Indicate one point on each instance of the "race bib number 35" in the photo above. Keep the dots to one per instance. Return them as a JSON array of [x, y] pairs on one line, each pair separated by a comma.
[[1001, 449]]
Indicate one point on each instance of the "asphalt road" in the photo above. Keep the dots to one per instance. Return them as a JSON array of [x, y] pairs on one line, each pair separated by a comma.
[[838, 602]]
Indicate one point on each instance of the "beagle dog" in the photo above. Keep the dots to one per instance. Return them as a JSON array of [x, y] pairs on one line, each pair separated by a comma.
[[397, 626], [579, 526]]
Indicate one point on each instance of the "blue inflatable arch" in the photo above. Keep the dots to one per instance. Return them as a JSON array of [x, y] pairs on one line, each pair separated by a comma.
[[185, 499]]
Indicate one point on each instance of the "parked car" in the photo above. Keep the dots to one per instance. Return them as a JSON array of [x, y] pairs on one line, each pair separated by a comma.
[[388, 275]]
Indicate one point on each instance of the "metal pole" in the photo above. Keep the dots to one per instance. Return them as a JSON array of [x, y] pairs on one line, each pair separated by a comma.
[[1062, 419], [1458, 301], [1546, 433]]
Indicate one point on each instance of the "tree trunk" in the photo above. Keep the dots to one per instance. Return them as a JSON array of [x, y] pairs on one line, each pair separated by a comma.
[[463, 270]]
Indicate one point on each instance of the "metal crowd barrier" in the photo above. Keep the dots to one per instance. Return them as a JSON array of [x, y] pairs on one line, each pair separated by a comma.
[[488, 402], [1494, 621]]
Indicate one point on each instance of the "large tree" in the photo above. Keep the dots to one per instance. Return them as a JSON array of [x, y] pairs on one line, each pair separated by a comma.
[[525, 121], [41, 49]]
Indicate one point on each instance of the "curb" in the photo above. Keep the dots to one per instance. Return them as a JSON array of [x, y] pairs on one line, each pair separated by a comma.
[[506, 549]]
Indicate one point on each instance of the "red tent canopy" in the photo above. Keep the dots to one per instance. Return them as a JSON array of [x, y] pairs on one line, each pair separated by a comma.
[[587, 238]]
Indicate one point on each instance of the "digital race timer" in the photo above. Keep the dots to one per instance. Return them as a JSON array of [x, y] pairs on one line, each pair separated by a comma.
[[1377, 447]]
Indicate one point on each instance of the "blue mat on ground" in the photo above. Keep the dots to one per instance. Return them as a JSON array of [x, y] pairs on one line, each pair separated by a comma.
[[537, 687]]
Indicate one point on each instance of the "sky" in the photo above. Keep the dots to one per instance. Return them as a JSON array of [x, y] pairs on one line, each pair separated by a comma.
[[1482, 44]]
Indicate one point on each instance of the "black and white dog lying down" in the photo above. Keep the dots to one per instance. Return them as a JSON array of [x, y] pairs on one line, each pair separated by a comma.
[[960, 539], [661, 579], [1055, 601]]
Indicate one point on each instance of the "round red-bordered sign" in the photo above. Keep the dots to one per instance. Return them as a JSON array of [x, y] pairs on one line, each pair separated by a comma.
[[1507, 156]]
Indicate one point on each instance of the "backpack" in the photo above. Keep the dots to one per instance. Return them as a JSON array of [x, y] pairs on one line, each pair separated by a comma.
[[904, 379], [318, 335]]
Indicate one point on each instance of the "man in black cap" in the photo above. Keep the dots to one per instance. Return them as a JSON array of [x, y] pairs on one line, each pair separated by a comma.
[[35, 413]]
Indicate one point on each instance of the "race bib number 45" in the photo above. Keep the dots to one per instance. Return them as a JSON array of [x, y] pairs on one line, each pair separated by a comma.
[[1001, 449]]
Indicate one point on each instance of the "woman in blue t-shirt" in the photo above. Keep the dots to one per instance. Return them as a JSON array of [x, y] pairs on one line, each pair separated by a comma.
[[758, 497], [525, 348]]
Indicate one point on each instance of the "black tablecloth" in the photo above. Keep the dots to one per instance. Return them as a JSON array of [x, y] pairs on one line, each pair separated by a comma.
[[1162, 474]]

Prompt: Retype the complete listing exactly.

Solved exercise:
Indicate one point on each instance of the "race bib number 35" in the photo above. Keep the dots to one per instance. Return them as a JSON array of [x, y] pairs on one line, each pair separated by a comma.
[[1001, 449]]
Indicate one point on each instance of the "asphalt road" in the photo above. Keep the dots to one per instance. Return them as a JSON array of [x, y] pairs on one line, each pair separated by a comma.
[[838, 602]]
Indicate one point on each instance of the "beagle dog" in the photo above. Keep the dots to one per instance. Return them as a JSON array of [x, y] pairs on one line, each pair separated by a comma.
[[397, 626], [579, 526]]
Indicate one point on each instance of the "blue inflatable arch" in the photo above. Keep the dots to one per instance. Return them as a JSON array of [x, y] pairs on one line, each pair separated by a comma.
[[185, 499]]
Indicate one point on each instance of the "parked car" in the photo above. Keep the dots to one per instance. Return them as a JSON array of [x, y] pairs on one line, each pair separated by a comma.
[[388, 275]]
Indicate one point on each instance of the "metal pole" in the photo above. Keep the dots to one per instance. Return them as a JSON array of [x, y] pairs on one line, each pair separated by a comma.
[[1062, 419], [1458, 301], [1546, 433]]
Indicate one point on each instance of the "tree trunk" in the photo above. Keep the dots to one per instance. Return them as a JSON array of [x, y] pairs on one line, each pair separated by a comma.
[[463, 270]]
Indicate one point on each instance of the "metal crowd barrier" in the photo above. Keep the dots to one per instance. Return them as a JSON array of [x, y] pairs on one line, each pair separated by a comma.
[[488, 402], [1494, 621]]
Indicate one point on each instance of the "large tree" in the photo above. Keep the dots to one per instance. Return them as a JSON array of [x, y] pairs on one line, each pair separated by a comma.
[[525, 121], [41, 49]]
Indicate one point on each instance of the "curb" in the photo above. Keep the dots to one per instance. Return them as a JSON array of [x, y] pairs on one line, each pair separated by a comma.
[[506, 549]]
Indicate one point on each instance of the "red tent canopy" in the photo above. Keep the dots to one per instance. Return them as a JSON array of [x, y] pairs on one line, each pair separated by a comma.
[[587, 238]]
Indicate one point on each instance of the "digital race timer" in the photo above. Keep the dots to one per instance. Return them as a JSON array of [x, y] pairs on one line, each pair separated by a comma.
[[1377, 447]]
Indicate one point on each instance of the "blue mat on ground" in the photo above. Keep the dots to one per instance. Return them as a JSON array of [x, y] pairs on one line, each pair separated by a comma.
[[537, 687]]
Indicate one point on each instance of the "sky" in the photo above. Keep the dots to one per instance. Return them as a JSON array of [x, y] pairs on one line, each pair separated by a comma.
[[1482, 44]]
Indicate one point on each instance of the "black and white dog lying down" in the photo above. Keep the dots to one per instance. Return them as a JSON array of [x, y] pairs on one line, each pair separated by a comma.
[[960, 539], [661, 579], [1055, 601]]
Indicate one point on each instance of the "round red-bordered sign" in the photo above. Keep the dots to one per instance. Return them as a JSON array of [x, y] pairs on one line, each pair separated by a comma.
[[1507, 156]]
Indicate one point on each instance of the "backpack" in the photo above. Keep the dots to one per instance. Return them as a JSON array of [x, y] pairs on one line, each pair separated by a comma.
[[904, 379], [318, 335]]
Indicate one point on each instance of the "man in black cap" in the photo above. Keep the dots to one per instance. Return them as a JSON array of [x, y] pairs on one line, each pair separated by a comma.
[[35, 413]]
Indicate one point on each instance of the "race bib number 45" in the photo above. Keep the dots to one per instance. Return them as a JSON array of [x, y] pairs on one line, each pair separated by a comma.
[[1001, 449]]
Indicate one point on each instance of the "woman in blue t-shirt" in the photo above. Keep the dots to one per instance. Return them as a JSON array of [x, y] pairs on one line, each pair separated by a comma.
[[758, 497], [525, 348]]
Indicate one point on each instance of the "black tablecloth" in the photo above. Keep the dots to one per instance. Return them as a JSON array of [x, y] pairs on one line, each pair separated by a comma.
[[1162, 474]]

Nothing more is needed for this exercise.